*Excerpt to read*.

━━━━

Personal loans are an affordable way to finance big purchases. If you are planning on taking out a personal loan, however, you need a repayment plan. Payment schedules can easily overwhelm you, especially if you don't take them seriously. Here are ten questions you must ask yourself to ensure that you can handle having a new personal loan.
How Much Should I Take Out?
Just because you can borrow a certain amount does not mean you should. Know exactly how much you need—you can get small loans of $500 each. However, lenders often offer a minimum of $1,000 to $2,000. Review your finances and determine if you need that loan. If the amount you need adds up to less than $500, it might be better to borrow from friends or family.
How Will I Pay My Creditors?
When you take out a personal loan, the cash usually gets delivered to your checking account. However, if you're using that loan to consolidate debts, some lenders provide the option of sending funds to your creditors directly. Doing so lets you skip having your funds in your bank. You can also have the funds wired to a checking account if you need the money for something other than debt repayment.
What Are the Repayment Details?
Typically, debtors must pay the loan company within 30 days. Companies also usually prefer monthly installments within a set amount of time. Lenders usually give debtors between six months and seven years, depending on the loan granted. The interest rate you pay and the size of the monthly payments will affect the length of the loan.
Besides the loan amount and your term, your credit score also affects your interest rate. Rates can be as low as 3.49 percent and as high as more than 29.99 percent. If you have a good credit score and a short repayment term, you will get a lower interest rate. The latest data from the Federal Reserve puts interest rates for 24-month personal loans at an average of 9.63 percent.
Does This Loan Have Additional Fees?
Most personal loan lenders do not charge fees on top of the interest. Some lenders could have a sign-up or origination fee, a one-time charge that the lender uses to pay for processing and administration costs. Some lenders have a flat rate for origination fees or charge one to five percent of the loan as the fee.
An origination fee is a one-time upfront charge that your lender subtracts from your loan to pay for administration and processing costs. It's usually between 1% and 5%, but sometimes it's charged as a flat-rate fee. For example, if you took out a loan for $8,000 and there was a two percent origination fee, you would get $7,840, and $160 will go to the lender.
How Is My Credit Score?

━━━━

*Material shown*.

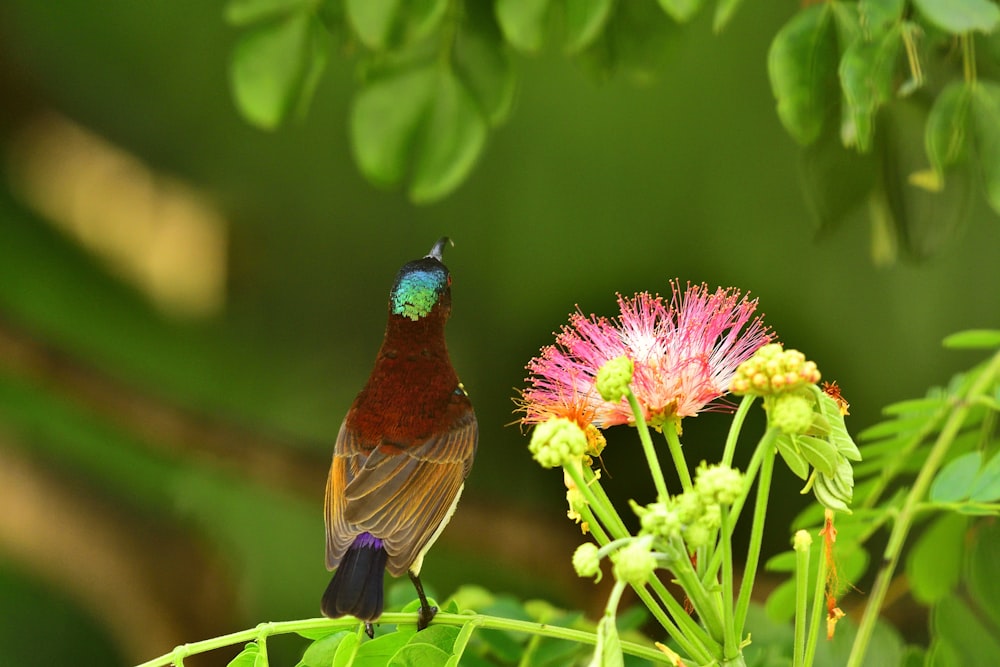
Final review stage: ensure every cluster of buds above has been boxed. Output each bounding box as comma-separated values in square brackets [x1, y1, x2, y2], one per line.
[729, 343, 820, 396]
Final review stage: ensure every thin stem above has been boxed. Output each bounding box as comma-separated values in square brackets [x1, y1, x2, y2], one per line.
[625, 388, 670, 500]
[847, 353, 1000, 667]
[802, 540, 828, 667]
[722, 394, 757, 468]
[720, 506, 740, 660]
[663, 422, 694, 491]
[735, 428, 776, 637]
[792, 533, 812, 667]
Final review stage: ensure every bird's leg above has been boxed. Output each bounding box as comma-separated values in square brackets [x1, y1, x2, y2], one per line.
[410, 571, 437, 632]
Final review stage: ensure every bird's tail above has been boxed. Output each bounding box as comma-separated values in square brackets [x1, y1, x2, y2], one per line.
[321, 533, 389, 621]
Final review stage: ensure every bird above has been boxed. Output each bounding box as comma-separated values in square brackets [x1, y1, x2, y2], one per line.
[321, 237, 479, 637]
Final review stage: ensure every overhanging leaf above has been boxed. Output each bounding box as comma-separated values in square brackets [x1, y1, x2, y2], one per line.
[913, 0, 1000, 35]
[767, 3, 837, 146]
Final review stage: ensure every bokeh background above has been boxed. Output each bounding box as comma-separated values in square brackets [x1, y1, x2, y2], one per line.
[0, 0, 1000, 665]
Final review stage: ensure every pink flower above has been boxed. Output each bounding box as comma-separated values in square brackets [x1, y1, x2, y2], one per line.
[520, 281, 772, 428]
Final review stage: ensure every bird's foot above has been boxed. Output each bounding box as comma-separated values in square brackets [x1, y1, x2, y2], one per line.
[417, 606, 437, 632]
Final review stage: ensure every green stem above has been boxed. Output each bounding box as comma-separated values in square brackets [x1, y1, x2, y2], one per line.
[722, 394, 757, 468]
[802, 538, 828, 667]
[663, 422, 694, 491]
[847, 353, 1000, 667]
[701, 431, 775, 586]
[625, 388, 670, 500]
[792, 533, 812, 667]
[138, 611, 667, 667]
[735, 428, 777, 637]
[720, 506, 740, 660]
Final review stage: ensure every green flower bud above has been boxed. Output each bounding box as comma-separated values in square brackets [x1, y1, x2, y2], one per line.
[573, 542, 601, 581]
[528, 417, 587, 468]
[768, 393, 815, 435]
[792, 530, 812, 551]
[611, 539, 656, 586]
[596, 356, 634, 403]
[694, 461, 743, 505]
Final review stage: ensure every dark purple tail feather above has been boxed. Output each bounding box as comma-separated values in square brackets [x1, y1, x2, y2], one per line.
[321, 533, 389, 621]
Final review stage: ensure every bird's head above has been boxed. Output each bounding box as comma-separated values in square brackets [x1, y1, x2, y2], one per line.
[389, 236, 451, 322]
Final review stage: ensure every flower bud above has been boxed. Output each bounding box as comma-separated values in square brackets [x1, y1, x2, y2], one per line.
[573, 542, 601, 581]
[768, 394, 815, 435]
[528, 417, 587, 468]
[596, 355, 634, 403]
[611, 539, 656, 586]
[694, 462, 743, 505]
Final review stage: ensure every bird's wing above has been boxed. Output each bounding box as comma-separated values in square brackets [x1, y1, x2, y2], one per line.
[326, 404, 478, 576]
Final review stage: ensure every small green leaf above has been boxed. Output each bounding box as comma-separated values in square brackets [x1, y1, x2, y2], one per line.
[332, 632, 360, 667]
[410, 69, 488, 203]
[452, 3, 517, 126]
[928, 452, 982, 503]
[795, 435, 839, 477]
[972, 81, 1000, 213]
[906, 514, 968, 605]
[659, 0, 702, 23]
[942, 329, 1000, 349]
[226, 642, 261, 667]
[563, 0, 614, 53]
[838, 28, 902, 153]
[774, 433, 809, 479]
[495, 0, 551, 53]
[226, 0, 314, 26]
[767, 3, 837, 146]
[924, 81, 972, 177]
[387, 644, 451, 667]
[230, 13, 326, 129]
[913, 0, 1000, 35]
[969, 453, 1000, 503]
[299, 630, 352, 667]
[351, 67, 437, 185]
[712, 0, 743, 32]
[858, 0, 906, 38]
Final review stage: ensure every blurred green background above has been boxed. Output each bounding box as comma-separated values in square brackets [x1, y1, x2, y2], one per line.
[0, 0, 1000, 665]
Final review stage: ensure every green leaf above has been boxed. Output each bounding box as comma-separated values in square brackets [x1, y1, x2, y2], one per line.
[972, 81, 1000, 213]
[965, 521, 1000, 628]
[838, 28, 902, 153]
[712, 0, 743, 32]
[332, 632, 360, 667]
[774, 433, 809, 479]
[795, 435, 840, 476]
[930, 595, 1000, 667]
[229, 13, 326, 129]
[299, 630, 353, 667]
[942, 329, 1000, 349]
[928, 451, 982, 503]
[225, 0, 314, 26]
[906, 514, 968, 605]
[659, 0, 702, 23]
[410, 69, 488, 203]
[924, 81, 972, 178]
[858, 0, 906, 37]
[452, 3, 517, 126]
[913, 0, 1000, 35]
[388, 644, 451, 667]
[969, 453, 1000, 503]
[351, 67, 437, 185]
[346, 0, 448, 51]
[226, 642, 267, 667]
[767, 3, 837, 146]
[495, 0, 551, 53]
[563, 0, 614, 53]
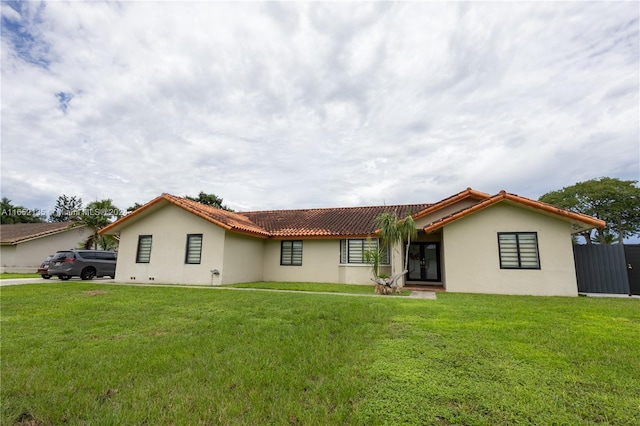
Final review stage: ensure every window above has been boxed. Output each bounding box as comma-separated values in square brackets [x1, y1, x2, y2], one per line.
[498, 232, 540, 269]
[280, 240, 302, 266]
[184, 234, 202, 265]
[340, 238, 389, 265]
[136, 235, 152, 263]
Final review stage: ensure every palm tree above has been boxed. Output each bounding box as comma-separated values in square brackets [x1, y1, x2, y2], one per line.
[375, 212, 418, 288]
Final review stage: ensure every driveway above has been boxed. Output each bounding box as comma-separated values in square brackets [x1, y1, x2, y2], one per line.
[0, 277, 114, 287]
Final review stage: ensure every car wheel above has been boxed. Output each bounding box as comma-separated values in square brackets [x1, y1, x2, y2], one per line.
[80, 267, 96, 281]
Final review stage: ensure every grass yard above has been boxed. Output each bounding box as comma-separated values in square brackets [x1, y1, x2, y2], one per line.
[0, 282, 640, 425]
[225, 282, 411, 296]
[0, 272, 42, 280]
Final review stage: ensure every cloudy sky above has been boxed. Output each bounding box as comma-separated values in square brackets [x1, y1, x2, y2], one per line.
[1, 1, 640, 210]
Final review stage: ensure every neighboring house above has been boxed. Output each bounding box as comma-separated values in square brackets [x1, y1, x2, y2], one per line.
[100, 189, 605, 296]
[0, 222, 91, 273]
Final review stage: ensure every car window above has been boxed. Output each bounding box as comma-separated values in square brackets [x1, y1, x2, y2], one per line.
[96, 251, 116, 260]
[78, 251, 96, 259]
[51, 251, 75, 260]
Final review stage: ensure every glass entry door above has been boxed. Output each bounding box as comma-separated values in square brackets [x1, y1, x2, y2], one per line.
[407, 243, 440, 282]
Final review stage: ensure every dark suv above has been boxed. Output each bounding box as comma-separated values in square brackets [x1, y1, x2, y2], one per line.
[49, 250, 117, 281]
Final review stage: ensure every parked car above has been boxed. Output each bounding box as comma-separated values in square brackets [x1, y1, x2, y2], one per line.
[38, 255, 53, 280]
[49, 250, 118, 281]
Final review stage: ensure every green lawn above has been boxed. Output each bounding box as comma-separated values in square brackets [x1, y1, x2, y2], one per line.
[0, 282, 640, 425]
[0, 272, 41, 280]
[224, 282, 411, 296]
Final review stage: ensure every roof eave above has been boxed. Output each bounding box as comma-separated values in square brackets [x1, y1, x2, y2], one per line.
[412, 188, 491, 220]
[423, 191, 606, 234]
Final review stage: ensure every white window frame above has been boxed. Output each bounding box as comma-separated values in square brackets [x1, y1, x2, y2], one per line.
[184, 234, 203, 265]
[498, 232, 540, 269]
[136, 235, 153, 263]
[340, 238, 391, 265]
[280, 240, 302, 266]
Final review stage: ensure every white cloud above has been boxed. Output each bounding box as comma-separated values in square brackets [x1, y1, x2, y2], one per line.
[2, 2, 640, 213]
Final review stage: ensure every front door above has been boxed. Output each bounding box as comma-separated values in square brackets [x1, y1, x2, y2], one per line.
[624, 244, 640, 294]
[407, 243, 440, 282]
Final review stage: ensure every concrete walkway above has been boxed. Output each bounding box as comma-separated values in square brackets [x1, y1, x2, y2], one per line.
[0, 278, 436, 300]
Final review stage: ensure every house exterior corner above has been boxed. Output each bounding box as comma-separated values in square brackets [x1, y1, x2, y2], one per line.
[443, 204, 578, 296]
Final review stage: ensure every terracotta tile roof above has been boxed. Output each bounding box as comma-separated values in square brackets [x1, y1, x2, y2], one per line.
[100, 194, 430, 238]
[242, 204, 430, 238]
[100, 188, 605, 239]
[100, 194, 269, 238]
[0, 222, 82, 244]
[423, 190, 606, 233]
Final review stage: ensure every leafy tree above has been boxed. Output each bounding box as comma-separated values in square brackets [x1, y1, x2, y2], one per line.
[49, 195, 82, 222]
[539, 177, 640, 244]
[72, 199, 122, 250]
[0, 197, 44, 225]
[184, 191, 233, 212]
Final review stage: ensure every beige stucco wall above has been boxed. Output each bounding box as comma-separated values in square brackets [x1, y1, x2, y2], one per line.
[264, 240, 382, 285]
[222, 232, 265, 284]
[442, 202, 578, 296]
[264, 240, 340, 283]
[0, 227, 91, 272]
[116, 205, 225, 285]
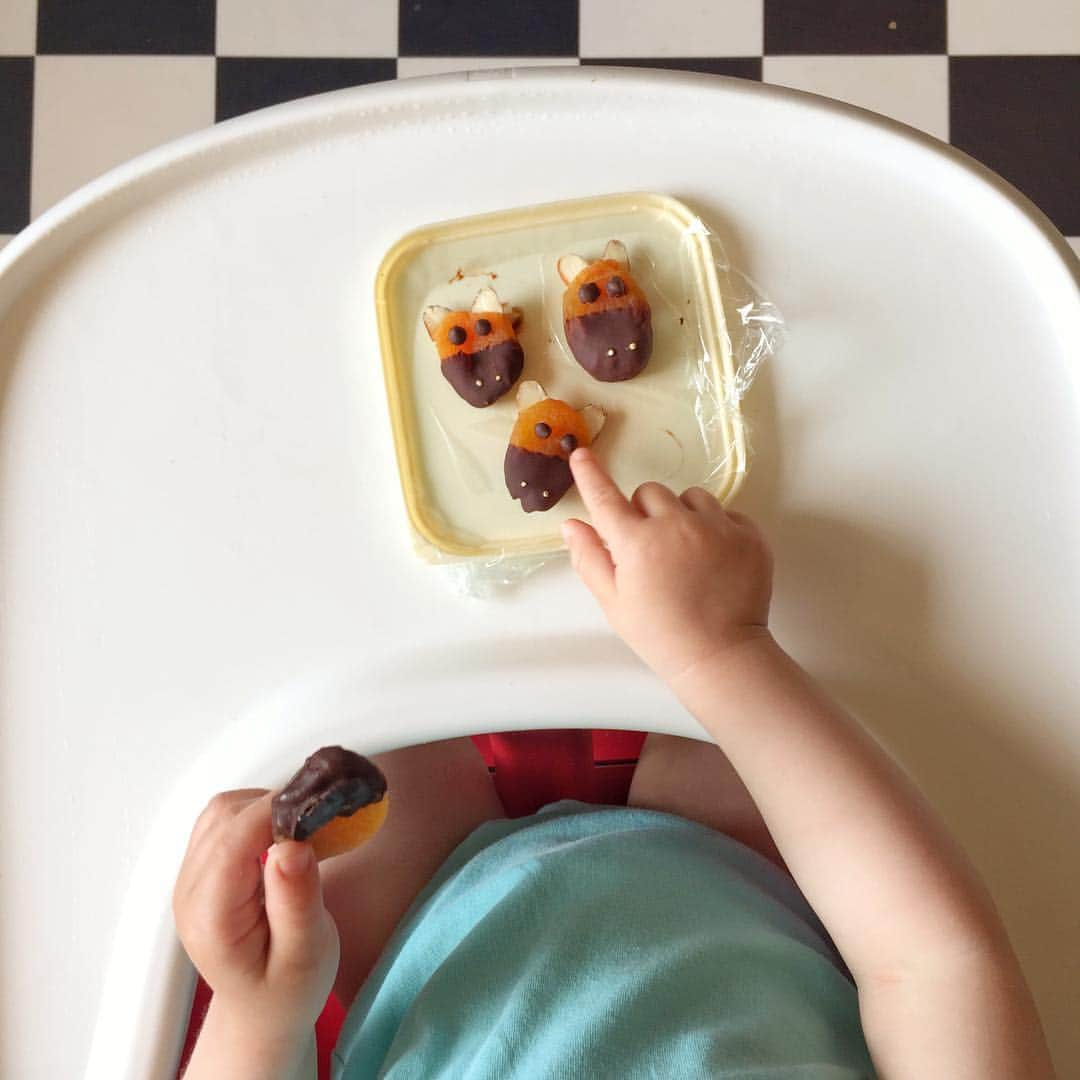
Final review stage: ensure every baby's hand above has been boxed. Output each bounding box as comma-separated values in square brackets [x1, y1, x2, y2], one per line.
[563, 449, 772, 684]
[173, 789, 338, 1036]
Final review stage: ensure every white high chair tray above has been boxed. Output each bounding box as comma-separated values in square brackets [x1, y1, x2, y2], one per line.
[0, 68, 1080, 1080]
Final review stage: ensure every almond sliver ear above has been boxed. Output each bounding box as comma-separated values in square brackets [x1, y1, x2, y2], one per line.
[555, 255, 589, 285]
[517, 379, 548, 413]
[473, 285, 502, 314]
[423, 303, 450, 338]
[581, 405, 607, 440]
[604, 240, 630, 270]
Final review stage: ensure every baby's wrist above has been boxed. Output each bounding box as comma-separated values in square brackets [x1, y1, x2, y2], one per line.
[185, 994, 314, 1080]
[666, 626, 785, 712]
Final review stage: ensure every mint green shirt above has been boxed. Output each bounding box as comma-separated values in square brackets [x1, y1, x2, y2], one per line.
[333, 801, 874, 1080]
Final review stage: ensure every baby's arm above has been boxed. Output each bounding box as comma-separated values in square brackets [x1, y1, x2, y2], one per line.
[173, 788, 338, 1080]
[566, 450, 1053, 1080]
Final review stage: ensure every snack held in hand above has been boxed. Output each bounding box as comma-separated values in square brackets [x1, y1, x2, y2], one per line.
[502, 380, 606, 513]
[423, 288, 525, 408]
[270, 746, 390, 860]
[557, 240, 652, 382]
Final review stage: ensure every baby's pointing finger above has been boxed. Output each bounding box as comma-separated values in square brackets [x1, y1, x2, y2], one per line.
[570, 448, 642, 546]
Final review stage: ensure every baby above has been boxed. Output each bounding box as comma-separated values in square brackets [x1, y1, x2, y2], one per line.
[174, 449, 1053, 1080]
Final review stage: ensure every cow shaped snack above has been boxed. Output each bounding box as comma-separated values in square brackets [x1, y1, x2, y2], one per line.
[556, 240, 652, 382]
[423, 288, 525, 408]
[502, 379, 606, 513]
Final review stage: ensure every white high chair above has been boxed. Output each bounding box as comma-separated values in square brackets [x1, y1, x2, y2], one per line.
[0, 68, 1080, 1080]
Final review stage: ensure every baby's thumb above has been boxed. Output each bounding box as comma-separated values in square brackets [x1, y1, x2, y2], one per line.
[563, 517, 615, 607]
[262, 840, 330, 969]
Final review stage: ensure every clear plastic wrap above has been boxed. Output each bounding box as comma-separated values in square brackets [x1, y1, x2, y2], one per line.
[376, 193, 784, 596]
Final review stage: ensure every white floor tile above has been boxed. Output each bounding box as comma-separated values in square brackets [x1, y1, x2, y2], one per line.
[0, 0, 38, 56]
[217, 0, 397, 57]
[579, 0, 765, 58]
[397, 56, 578, 79]
[948, 0, 1080, 55]
[762, 56, 948, 139]
[30, 56, 214, 217]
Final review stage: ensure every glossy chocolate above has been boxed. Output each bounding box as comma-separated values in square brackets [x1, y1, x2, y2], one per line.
[564, 303, 652, 382]
[502, 444, 573, 513]
[270, 746, 387, 842]
[442, 341, 525, 408]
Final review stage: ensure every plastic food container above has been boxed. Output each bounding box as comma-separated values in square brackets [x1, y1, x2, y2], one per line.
[376, 192, 746, 562]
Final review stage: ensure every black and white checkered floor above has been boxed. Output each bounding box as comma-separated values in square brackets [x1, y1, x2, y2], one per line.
[0, 0, 1080, 251]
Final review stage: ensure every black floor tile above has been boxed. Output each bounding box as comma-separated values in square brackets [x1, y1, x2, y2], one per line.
[765, 0, 945, 56]
[581, 56, 761, 82]
[399, 0, 578, 56]
[215, 56, 397, 120]
[0, 56, 33, 232]
[37, 0, 216, 56]
[949, 56, 1080, 235]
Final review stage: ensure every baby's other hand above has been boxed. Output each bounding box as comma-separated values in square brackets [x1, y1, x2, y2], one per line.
[563, 449, 772, 684]
[173, 788, 338, 1035]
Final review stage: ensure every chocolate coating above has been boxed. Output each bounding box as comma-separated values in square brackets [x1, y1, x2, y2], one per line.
[502, 443, 573, 514]
[270, 746, 387, 841]
[564, 303, 652, 382]
[442, 341, 525, 408]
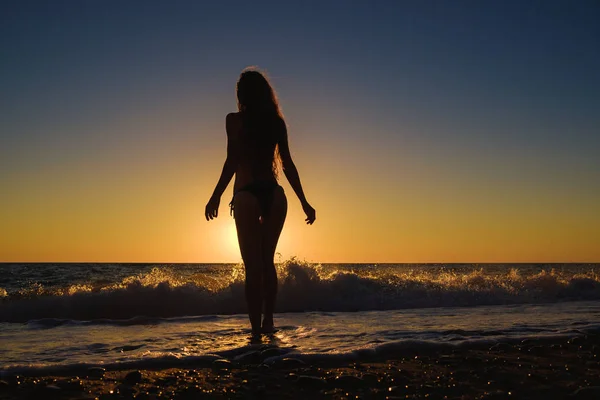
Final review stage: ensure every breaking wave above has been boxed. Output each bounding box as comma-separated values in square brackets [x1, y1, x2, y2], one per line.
[0, 259, 600, 322]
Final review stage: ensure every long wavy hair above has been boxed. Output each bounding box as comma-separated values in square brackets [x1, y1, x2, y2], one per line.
[236, 67, 285, 177]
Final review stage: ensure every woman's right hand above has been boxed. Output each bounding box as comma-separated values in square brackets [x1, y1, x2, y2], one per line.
[204, 196, 221, 221]
[302, 201, 317, 225]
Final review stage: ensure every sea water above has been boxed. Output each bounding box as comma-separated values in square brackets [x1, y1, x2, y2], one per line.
[0, 259, 600, 374]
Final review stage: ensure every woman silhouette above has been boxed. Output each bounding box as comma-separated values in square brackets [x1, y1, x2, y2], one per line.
[205, 69, 315, 334]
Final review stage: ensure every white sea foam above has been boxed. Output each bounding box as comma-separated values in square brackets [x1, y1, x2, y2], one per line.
[0, 259, 600, 325]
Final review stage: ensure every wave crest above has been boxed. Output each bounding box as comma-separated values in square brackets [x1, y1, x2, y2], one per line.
[0, 258, 600, 322]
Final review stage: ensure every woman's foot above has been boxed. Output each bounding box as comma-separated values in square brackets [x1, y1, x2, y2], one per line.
[260, 320, 276, 333]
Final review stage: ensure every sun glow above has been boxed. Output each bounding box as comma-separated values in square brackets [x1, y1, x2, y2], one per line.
[219, 221, 241, 260]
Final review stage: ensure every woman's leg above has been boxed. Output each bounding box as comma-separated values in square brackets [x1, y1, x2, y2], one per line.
[262, 188, 287, 332]
[233, 192, 264, 333]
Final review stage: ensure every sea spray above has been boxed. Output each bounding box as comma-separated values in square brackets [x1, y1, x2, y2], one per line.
[0, 258, 600, 322]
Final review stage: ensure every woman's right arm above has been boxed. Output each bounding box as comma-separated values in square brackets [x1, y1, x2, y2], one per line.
[278, 121, 317, 224]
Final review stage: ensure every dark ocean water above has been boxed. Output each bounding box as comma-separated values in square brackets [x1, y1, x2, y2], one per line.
[0, 259, 600, 373]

━━━━

*Job 1*.
Do these statements agree with the personal loan article? Answer yes or no for each and quote the words that decide it. (a) Lenders often set a minimum loan of $1,000 to $2,000. (b) Most personal loan lenders charge fees in addition to interest. (c) Lenders usually give debtors between one and ten years to repay.
*Job 2*.
Reproduce a passage from the personal loan article, beginning at the words "Does This Loan" and stopping after the words "My Credit Score?".
*Job 3*.
Using the personal loan article, explain in one to three sentences why a borrower who takes out an $8,000 loan with a two percent origination fee would receive only $7,840.

*Task output 1*.
(a) Yes: "lenders often offer a minimum of $1,000 to $2,000."
(b) No: "Most personal loan lenders do not charge fees on top of the interest."
(c) No: "Lenders usually give debtors between six months and seven years, depending on the loan granted."

*Task output 2*.
Does This Loan Have Additional Fees?
Most personal loan lenders do not charge fees on top of the interest. Some lenders could have a sign-up or origination fee, a one-time charge that the lender uses to pay for processing and administration costs. Some lenders have a flat rate for origination fees or charge one to five percent of the loan as the fee.
An origination fee is a one-time upfront charge that your lender subtracts from your loan to pay for administration and processing costs. It's usually between 1% and 5%, but sometimes it's charged as a flat-rate fee. For example, if you took out a loan for $8,000 and there was a two percent origination fee, you would get $7,840, and $160 will go to the lender.
How Is My Credit Score?

*Task output 3*.
The lender subtracts the origination fee from the loan as a one-time upfront charge to pay for administration and processing costs. Two percent of $8,000 is $160, which goes to the lender, so the borrower gets $7,840.